**What the exercise asks**
Only those lines running from the line that contains "the window frame" through the end of the material are to be written out, each exactly as shown.

---- Recorded information

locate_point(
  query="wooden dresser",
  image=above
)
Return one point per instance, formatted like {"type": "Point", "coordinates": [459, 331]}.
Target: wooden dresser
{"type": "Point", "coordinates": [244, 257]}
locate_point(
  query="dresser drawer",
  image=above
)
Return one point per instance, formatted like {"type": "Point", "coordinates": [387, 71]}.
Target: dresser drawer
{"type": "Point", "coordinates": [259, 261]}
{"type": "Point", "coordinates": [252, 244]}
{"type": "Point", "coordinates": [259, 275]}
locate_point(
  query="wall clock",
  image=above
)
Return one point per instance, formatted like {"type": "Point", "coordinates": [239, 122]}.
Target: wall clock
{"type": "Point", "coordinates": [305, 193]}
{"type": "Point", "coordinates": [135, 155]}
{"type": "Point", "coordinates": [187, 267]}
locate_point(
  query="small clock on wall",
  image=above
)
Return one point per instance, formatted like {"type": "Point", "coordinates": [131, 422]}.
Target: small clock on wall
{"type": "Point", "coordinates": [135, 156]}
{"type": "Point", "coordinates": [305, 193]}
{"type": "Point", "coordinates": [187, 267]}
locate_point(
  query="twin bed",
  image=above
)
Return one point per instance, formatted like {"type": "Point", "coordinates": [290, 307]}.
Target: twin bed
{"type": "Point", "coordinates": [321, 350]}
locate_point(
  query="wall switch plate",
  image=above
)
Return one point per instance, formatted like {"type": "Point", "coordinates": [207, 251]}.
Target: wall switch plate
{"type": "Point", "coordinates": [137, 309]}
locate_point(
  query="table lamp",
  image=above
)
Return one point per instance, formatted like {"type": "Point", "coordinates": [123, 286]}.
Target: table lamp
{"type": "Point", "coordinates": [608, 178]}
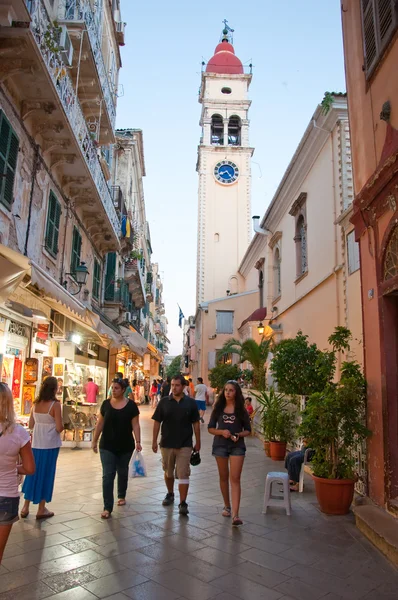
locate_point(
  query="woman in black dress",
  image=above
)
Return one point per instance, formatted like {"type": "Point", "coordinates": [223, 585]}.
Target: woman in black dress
{"type": "Point", "coordinates": [118, 421]}
{"type": "Point", "coordinates": [230, 424]}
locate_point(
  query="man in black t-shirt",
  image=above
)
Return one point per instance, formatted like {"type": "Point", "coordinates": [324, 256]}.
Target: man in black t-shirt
{"type": "Point", "coordinates": [178, 415]}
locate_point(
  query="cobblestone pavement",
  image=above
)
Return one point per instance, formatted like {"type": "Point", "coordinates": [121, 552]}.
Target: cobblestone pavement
{"type": "Point", "coordinates": [147, 552]}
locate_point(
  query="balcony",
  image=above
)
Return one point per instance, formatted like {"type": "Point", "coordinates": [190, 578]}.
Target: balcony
{"type": "Point", "coordinates": [33, 69]}
{"type": "Point", "coordinates": [85, 29]}
{"type": "Point", "coordinates": [133, 276]}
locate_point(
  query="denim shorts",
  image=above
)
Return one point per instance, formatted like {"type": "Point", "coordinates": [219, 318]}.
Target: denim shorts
{"type": "Point", "coordinates": [225, 452]}
{"type": "Point", "coordinates": [8, 510]}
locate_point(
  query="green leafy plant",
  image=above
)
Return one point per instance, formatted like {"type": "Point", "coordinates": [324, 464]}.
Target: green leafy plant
{"type": "Point", "coordinates": [334, 419]}
{"type": "Point", "coordinates": [278, 416]}
{"type": "Point", "coordinates": [221, 373]}
{"type": "Point", "coordinates": [174, 367]}
{"type": "Point", "coordinates": [300, 368]}
{"type": "Point", "coordinates": [252, 352]}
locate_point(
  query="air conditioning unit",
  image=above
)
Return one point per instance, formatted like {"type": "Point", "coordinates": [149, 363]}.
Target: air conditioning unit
{"type": "Point", "coordinates": [65, 45]}
{"type": "Point", "coordinates": [120, 27]}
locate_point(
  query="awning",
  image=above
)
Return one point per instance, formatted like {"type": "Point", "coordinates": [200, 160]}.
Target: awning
{"type": "Point", "coordinates": [13, 268]}
{"type": "Point", "coordinates": [134, 340]}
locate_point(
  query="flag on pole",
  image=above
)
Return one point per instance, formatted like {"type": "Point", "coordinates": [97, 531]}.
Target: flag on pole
{"type": "Point", "coordinates": [180, 316]}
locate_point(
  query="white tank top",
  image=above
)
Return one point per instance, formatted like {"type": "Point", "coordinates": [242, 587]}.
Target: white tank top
{"type": "Point", "coordinates": [45, 436]}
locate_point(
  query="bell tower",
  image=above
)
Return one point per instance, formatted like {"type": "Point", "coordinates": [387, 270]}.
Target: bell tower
{"type": "Point", "coordinates": [224, 168]}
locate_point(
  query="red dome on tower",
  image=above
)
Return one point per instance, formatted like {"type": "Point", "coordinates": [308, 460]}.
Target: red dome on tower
{"type": "Point", "coordinates": [224, 60]}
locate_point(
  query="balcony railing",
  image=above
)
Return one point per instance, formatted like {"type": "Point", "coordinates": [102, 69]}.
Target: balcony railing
{"type": "Point", "coordinates": [80, 10]}
{"type": "Point", "coordinates": [40, 26]}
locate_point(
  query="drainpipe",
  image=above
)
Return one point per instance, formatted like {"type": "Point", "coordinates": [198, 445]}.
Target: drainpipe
{"type": "Point", "coordinates": [35, 168]}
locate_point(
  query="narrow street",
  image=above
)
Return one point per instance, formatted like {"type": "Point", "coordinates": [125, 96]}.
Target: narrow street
{"type": "Point", "coordinates": [148, 552]}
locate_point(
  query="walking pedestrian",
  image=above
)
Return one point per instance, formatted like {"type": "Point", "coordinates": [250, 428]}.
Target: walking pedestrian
{"type": "Point", "coordinates": [230, 424]}
{"type": "Point", "coordinates": [14, 442]}
{"type": "Point", "coordinates": [154, 393]}
{"type": "Point", "coordinates": [201, 396]}
{"type": "Point", "coordinates": [117, 422]}
{"type": "Point", "coordinates": [46, 422]}
{"type": "Point", "coordinates": [178, 415]}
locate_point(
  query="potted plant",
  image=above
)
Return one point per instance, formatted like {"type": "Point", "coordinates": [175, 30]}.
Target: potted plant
{"type": "Point", "coordinates": [252, 352]}
{"type": "Point", "coordinates": [333, 424]}
{"type": "Point", "coordinates": [278, 422]}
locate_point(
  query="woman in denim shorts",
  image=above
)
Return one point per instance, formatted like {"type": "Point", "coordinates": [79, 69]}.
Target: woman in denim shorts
{"type": "Point", "coordinates": [14, 442]}
{"type": "Point", "coordinates": [230, 424]}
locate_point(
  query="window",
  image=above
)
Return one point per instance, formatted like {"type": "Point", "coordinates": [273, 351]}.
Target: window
{"type": "Point", "coordinates": [76, 249]}
{"type": "Point", "coordinates": [352, 253]}
{"type": "Point", "coordinates": [52, 227]}
{"type": "Point", "coordinates": [96, 279]}
{"type": "Point", "coordinates": [234, 128]}
{"type": "Point", "coordinates": [379, 21]}
{"type": "Point", "coordinates": [9, 145]}
{"type": "Point", "coordinates": [217, 130]}
{"type": "Point", "coordinates": [277, 273]}
{"type": "Point", "coordinates": [110, 275]}
{"type": "Point", "coordinates": [224, 321]}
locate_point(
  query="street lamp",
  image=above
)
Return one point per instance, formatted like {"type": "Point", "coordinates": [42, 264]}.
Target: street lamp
{"type": "Point", "coordinates": [80, 276]}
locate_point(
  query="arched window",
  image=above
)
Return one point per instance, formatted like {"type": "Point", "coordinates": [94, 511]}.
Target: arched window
{"type": "Point", "coordinates": [277, 273]}
{"type": "Point", "coordinates": [391, 258]}
{"type": "Point", "coordinates": [301, 246]}
{"type": "Point", "coordinates": [217, 130]}
{"type": "Point", "coordinates": [234, 131]}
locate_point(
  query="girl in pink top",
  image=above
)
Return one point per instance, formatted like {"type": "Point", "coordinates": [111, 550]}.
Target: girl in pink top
{"type": "Point", "coordinates": [14, 442]}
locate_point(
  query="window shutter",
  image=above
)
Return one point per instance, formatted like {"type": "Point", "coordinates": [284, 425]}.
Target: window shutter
{"type": "Point", "coordinates": [369, 33]}
{"type": "Point", "coordinates": [110, 277]}
{"type": "Point", "coordinates": [9, 145]}
{"type": "Point", "coordinates": [52, 228]}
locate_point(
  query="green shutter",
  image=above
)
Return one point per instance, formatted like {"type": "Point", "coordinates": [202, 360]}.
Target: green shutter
{"type": "Point", "coordinates": [52, 228]}
{"type": "Point", "coordinates": [96, 279]}
{"type": "Point", "coordinates": [9, 145]}
{"type": "Point", "coordinates": [110, 277]}
{"type": "Point", "coordinates": [76, 250]}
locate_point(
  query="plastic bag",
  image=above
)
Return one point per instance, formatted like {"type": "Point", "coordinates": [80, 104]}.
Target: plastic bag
{"type": "Point", "coordinates": [137, 465]}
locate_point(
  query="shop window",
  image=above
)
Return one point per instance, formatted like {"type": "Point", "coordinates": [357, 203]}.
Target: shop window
{"type": "Point", "coordinates": [217, 130]}
{"type": "Point", "coordinates": [9, 145]}
{"type": "Point", "coordinates": [352, 253]}
{"type": "Point", "coordinates": [277, 273]}
{"type": "Point", "coordinates": [224, 321]}
{"type": "Point", "coordinates": [52, 226]}
{"type": "Point", "coordinates": [96, 279]}
{"type": "Point", "coordinates": [76, 250]}
{"type": "Point", "coordinates": [234, 131]}
{"type": "Point", "coordinates": [379, 22]}
{"type": "Point", "coordinates": [110, 275]}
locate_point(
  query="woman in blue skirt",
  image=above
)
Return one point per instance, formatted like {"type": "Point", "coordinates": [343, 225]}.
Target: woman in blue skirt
{"type": "Point", "coordinates": [46, 422]}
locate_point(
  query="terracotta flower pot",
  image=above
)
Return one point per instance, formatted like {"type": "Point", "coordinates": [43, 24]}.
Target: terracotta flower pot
{"type": "Point", "coordinates": [277, 450]}
{"type": "Point", "coordinates": [334, 495]}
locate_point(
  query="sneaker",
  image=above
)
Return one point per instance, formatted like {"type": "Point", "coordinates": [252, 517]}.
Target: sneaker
{"type": "Point", "coordinates": [168, 499]}
{"type": "Point", "coordinates": [183, 508]}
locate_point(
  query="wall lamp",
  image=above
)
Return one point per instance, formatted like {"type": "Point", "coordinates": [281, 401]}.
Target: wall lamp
{"type": "Point", "coordinates": [80, 276]}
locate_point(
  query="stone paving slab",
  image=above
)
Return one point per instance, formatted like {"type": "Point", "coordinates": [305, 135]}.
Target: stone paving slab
{"type": "Point", "coordinates": [148, 552]}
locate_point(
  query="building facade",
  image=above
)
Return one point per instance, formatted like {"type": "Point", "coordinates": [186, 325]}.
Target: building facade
{"type": "Point", "coordinates": [370, 32]}
{"type": "Point", "coordinates": [224, 169]}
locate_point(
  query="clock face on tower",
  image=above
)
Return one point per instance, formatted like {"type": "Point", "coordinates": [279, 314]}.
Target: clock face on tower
{"type": "Point", "coordinates": [226, 172]}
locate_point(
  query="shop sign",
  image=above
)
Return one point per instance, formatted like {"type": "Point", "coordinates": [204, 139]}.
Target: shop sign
{"type": "Point", "coordinates": [42, 332]}
{"type": "Point", "coordinates": [31, 373]}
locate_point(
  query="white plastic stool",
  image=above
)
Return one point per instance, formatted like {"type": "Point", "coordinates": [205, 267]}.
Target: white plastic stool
{"type": "Point", "coordinates": [269, 499]}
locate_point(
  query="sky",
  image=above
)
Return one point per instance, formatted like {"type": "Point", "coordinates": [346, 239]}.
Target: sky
{"type": "Point", "coordinates": [297, 55]}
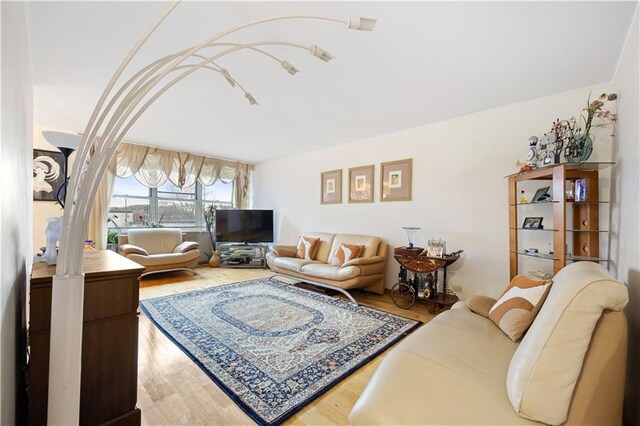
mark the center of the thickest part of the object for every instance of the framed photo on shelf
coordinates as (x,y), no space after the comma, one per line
(331,187)
(532,223)
(395,180)
(580,194)
(539,196)
(361,184)
(436,248)
(48,174)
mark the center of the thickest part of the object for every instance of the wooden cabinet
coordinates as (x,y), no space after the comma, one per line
(108,392)
(578,220)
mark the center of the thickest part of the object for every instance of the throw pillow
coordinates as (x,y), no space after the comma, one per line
(518,306)
(307,248)
(345,253)
(481,305)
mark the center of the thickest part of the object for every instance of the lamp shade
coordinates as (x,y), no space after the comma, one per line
(62,139)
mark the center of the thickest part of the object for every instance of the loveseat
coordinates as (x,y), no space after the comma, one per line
(159,249)
(366,271)
(460,368)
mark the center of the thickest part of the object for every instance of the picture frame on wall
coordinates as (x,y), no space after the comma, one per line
(361,184)
(331,187)
(48,174)
(395,180)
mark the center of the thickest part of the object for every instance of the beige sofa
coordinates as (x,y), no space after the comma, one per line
(366,272)
(461,369)
(159,249)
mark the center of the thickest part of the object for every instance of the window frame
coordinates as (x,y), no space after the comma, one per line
(154,197)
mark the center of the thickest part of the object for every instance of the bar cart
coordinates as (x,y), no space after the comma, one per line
(422,283)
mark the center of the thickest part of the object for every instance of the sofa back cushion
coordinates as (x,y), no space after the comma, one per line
(545,367)
(324,246)
(345,253)
(518,306)
(155,240)
(307,248)
(369,243)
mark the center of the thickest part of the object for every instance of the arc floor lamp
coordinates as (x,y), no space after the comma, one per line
(112,117)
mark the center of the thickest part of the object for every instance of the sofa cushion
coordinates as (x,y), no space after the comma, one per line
(369,243)
(518,306)
(155,240)
(307,248)
(549,359)
(481,305)
(462,355)
(324,246)
(165,259)
(330,272)
(291,263)
(346,253)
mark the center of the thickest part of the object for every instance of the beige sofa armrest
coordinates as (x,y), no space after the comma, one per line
(364,261)
(284,251)
(186,246)
(127,249)
(481,305)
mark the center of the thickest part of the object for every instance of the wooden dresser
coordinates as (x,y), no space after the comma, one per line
(109,341)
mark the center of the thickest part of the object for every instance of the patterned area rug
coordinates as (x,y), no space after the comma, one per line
(273,347)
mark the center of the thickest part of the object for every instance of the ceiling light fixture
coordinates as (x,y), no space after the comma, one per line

--------

**Task output**
mark the center of the thickest part of the object for every instance of the window frame
coordinates as (x,y), no space after the comma, one per line
(154,197)
mark the center of the thickest part of the object for every instance of the bar cart
coordinates as (x,y), no space after the comma, one per line
(422,283)
mark the center of the thickest part of the object for every instance of the sofa back cushion
coordinates as (x,y), no space after the comma, one per line
(545,367)
(324,246)
(345,253)
(518,306)
(155,240)
(307,248)
(369,243)
mark the center of the thickest part of the object for every instance of the arc floor lamp
coordinates as (x,y), no space after the comma, one per line
(112,117)
mark the center of the thickest part of the object for every instance of the sofa cushion
coordinates as (x,y), no space after the comma, one per line
(369,243)
(518,306)
(155,240)
(307,248)
(549,359)
(481,305)
(462,355)
(324,246)
(165,259)
(330,272)
(291,263)
(346,253)
mark the center of the thickest part of the object for every instance of the beige sofa armrest
coordinates as (x,y), no space after the comma, one per line
(364,261)
(284,251)
(186,246)
(127,249)
(481,305)
mark the center of the thickest part of the object for every instance of the wooden dresser
coordinates as (x,y), no space after the comma, one per line
(109,341)
mark the center of the thickest part of the object for every instance of the patterned area rug
coordinates as (x,y), no space after the comma, one per line
(273,347)
mark the center of the thickest part of the object for every instance of the ceiling light fixture
coordinates as (x,y), no space after the comma, one per line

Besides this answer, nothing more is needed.